• _Directive_:
Copy out the whole post below on pushing HAVING clauses down when grouping sets are present, word for word.

• _Article_:

* start *

Allow pushdown of HAVING clauses with grouping sets
In some cases, we may want to transfer a HAVING clause into WHERE in
hopes of eliminating tuples before aggregation instead of after.
Previously, we couldn't do this if there were any nonempty grouping
sets, because we didn't have a way to tell if the HAVING clause
referenced any columns that were nullable by the grouping sets, and
moving such a clause into WHERE could potentially change the results.
Now, with expressions marked nullable by grouping sets with the RT
index of the RTE_GROUP RTE, it is much easier to identify those
clauses that reference any nullable-by-grouping-sets columns: we just
need to check if the RT index of the RTE_GROUP RTE is present in the
clause. For other HAVING clauses, they can be safely pushed down.
I'm not sure how common it is in practice to have a HAVING clause
where all referenced columns are present in all the grouping sets.
But it seems to me that this optimization doesn't cost too much. Not
implementing it seems like leaving money on the table.
Any thoughts?

* end *

• _Supplied entries_:
* start *

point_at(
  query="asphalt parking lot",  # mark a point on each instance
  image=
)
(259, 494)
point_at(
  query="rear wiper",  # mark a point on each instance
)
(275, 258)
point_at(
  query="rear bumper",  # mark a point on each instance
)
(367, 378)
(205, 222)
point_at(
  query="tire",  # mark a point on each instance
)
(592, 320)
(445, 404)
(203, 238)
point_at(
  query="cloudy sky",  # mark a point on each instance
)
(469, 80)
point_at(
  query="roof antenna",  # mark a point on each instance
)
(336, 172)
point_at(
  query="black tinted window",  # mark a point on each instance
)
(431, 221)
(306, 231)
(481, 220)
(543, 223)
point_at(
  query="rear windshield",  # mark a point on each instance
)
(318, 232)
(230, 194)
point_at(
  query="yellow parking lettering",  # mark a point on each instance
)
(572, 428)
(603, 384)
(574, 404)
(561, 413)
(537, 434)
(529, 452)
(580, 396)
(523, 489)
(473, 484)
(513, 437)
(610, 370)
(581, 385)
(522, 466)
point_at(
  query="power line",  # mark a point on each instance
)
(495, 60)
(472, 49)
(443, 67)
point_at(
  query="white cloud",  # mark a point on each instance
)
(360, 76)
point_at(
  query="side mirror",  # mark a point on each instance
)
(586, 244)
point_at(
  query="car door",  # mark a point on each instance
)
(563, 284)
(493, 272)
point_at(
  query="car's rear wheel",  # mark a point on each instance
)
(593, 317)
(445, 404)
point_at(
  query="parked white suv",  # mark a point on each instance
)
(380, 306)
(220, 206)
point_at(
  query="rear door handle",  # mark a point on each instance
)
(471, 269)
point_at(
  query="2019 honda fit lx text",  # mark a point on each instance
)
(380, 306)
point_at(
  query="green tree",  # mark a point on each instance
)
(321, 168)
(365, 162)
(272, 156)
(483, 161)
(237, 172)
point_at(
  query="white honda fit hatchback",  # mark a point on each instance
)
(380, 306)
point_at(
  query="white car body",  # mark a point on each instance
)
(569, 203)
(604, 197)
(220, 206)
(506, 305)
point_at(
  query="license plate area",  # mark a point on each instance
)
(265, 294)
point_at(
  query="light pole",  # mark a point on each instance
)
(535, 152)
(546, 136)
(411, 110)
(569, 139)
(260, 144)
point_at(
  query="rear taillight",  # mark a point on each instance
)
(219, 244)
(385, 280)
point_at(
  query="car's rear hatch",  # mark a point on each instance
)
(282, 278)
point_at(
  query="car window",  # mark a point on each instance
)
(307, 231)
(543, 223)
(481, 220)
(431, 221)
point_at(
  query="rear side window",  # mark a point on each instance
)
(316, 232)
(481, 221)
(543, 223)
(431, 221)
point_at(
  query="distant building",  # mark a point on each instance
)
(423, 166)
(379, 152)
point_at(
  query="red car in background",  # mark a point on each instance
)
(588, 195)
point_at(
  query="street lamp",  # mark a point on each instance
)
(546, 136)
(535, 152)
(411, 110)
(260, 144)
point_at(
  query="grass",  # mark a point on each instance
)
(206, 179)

* end *

• _Expected output_:
Allow pushdown of HAVING clauses with grouping sets
In some cases, we may want to transfer a HAVING clause into WHERE in
hopes of eliminating tuples before aggregation instead of after.
Previously, we couldn't do this if there were any nonempty grouping
sets, because we didn't have a way to tell if the HAVING clause
referenced any columns that were nullable by the grouping sets, and
moving such a clause into WHERE could potentially change the results.
Now, with expressions marked nullable by grouping sets with the RT
index of the RTE_GROUP RTE, it is much easier to identify those
clauses that reference any nullable-by-grouping-sets columns: we just
need to check if the RT index of the RTE_GROUP RTE is present in the
clause. For other HAVING clauses, they can be safely pushed down.
I'm not sure how common it is in practice to have a HAVING clause
where all referenced columns are present in all the grouping sets.
But it seems to me that this optimization doesn't cost too much. Not
implementing it seems like leaving money on the table.
Any thoughts?